─── Text shown ───

Personal information
- Born: 8 May 1943 (age 83) Stuttgart, Germany
- Height: 1.79 m (5 ft 10 in)
- Weight: 79 kg (174 lb)

Sport
- Sport: Rowing
- Club: MRV Amicitia, Mannheim

Medal record
Representing West Germany
Olympic Games
| Silver medal – second place | 1968 Mexico City | Single sculls |
World Rowing Championships
| Bronze medal – third place | 1966 Bled | Single sculls |
European Rowing Championships
| Gold medal – first place | 1965 Duisburg | Single sculls |
| Bronze medal – third place | 1969 Klagenfurt | Single sculls |

= Jochen Meißner =

West German rower (born 1943)

Jochen Meißner (born 8 May 1943) was a leading single scull rower of West Germany between 1965 and 1972, who competed in the Olympic Games.

───

▶ Explore the material
a - According to the Jochen Meißner profile, what club did he row for?
b - Extend the Jochen Meißner profile with text that follows on from its final sentence.

─── Data extracts ───

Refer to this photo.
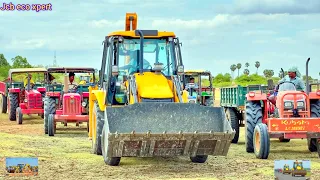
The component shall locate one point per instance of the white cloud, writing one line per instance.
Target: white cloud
(259, 33)
(276, 6)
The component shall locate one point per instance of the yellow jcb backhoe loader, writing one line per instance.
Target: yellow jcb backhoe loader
(140, 108)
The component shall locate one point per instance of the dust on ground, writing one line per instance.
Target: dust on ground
(68, 155)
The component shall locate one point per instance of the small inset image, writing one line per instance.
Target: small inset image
(292, 169)
(19, 166)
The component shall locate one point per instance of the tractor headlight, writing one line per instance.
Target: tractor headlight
(300, 104)
(84, 104)
(288, 105)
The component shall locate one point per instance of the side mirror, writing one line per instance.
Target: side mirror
(115, 70)
(180, 70)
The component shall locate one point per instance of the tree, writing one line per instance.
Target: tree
(233, 67)
(257, 65)
(268, 73)
(20, 62)
(3, 61)
(239, 67)
(246, 71)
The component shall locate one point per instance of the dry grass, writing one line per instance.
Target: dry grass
(67, 156)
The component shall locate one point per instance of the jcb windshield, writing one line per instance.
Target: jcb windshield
(154, 51)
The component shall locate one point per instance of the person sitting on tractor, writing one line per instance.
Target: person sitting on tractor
(29, 76)
(190, 82)
(52, 79)
(72, 84)
(294, 77)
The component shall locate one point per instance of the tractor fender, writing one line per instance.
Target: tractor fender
(100, 96)
(256, 96)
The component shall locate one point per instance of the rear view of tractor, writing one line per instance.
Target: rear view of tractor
(66, 102)
(296, 115)
(21, 95)
(203, 93)
(139, 109)
(298, 169)
(286, 169)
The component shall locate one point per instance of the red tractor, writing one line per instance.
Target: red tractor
(65, 102)
(296, 115)
(21, 99)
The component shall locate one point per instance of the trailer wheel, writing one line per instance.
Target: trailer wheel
(282, 139)
(315, 112)
(51, 125)
(199, 158)
(234, 121)
(14, 103)
(261, 141)
(253, 117)
(111, 161)
(3, 103)
(19, 115)
(49, 108)
(99, 116)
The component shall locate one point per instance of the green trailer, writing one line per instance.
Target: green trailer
(233, 100)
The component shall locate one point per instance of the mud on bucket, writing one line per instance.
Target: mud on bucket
(166, 129)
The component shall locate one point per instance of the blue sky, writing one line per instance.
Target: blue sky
(278, 164)
(214, 33)
(14, 161)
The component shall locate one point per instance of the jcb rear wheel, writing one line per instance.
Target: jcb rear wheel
(261, 141)
(253, 117)
(112, 161)
(99, 116)
(199, 159)
(234, 121)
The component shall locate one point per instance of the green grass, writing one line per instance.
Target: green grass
(67, 155)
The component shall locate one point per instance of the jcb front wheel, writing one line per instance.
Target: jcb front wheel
(261, 141)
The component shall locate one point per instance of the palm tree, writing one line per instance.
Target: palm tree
(239, 67)
(246, 71)
(257, 65)
(233, 67)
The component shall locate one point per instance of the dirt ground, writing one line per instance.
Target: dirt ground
(68, 156)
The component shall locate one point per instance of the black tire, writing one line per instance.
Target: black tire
(262, 149)
(282, 139)
(234, 121)
(111, 161)
(315, 112)
(51, 125)
(14, 103)
(253, 117)
(19, 115)
(49, 108)
(96, 144)
(199, 159)
(3, 103)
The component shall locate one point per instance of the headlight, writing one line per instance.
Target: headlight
(84, 104)
(300, 104)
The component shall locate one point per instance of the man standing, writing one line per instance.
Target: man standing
(72, 84)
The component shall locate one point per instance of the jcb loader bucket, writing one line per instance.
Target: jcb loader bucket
(166, 129)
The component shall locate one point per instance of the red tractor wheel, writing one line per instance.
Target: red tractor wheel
(19, 115)
(261, 141)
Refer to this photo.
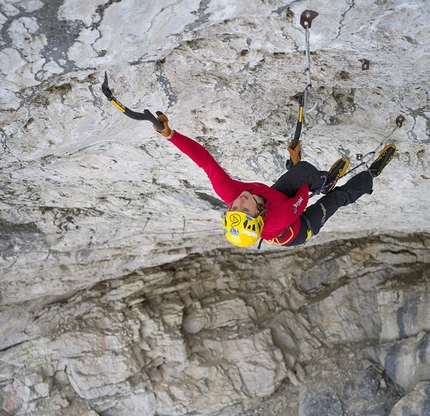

───

▶ Solved problems
a - MRV Amicitia, Mannheim

b -
== Biography ==
In the singled sculls event, he won national titles in 1965–1968 and a European title in 1965; a silver medal at the 1968 Summer Olympics, as well as bronze medals at the world (1966) and European (1969) championships. At the 1967 European Rowing Championships in Vichy, he came fourth in the single sculls. He also competed in the double sculls at the 1972 Summer Olympics, together with Arthur Heyne, and finished in tenth place.

In 1970, Meißner won the Diamond Challenge Sculls (the premier singles sculls event) at the Henley Royal Regatta, rowing for Mannheimer RV Amicitia.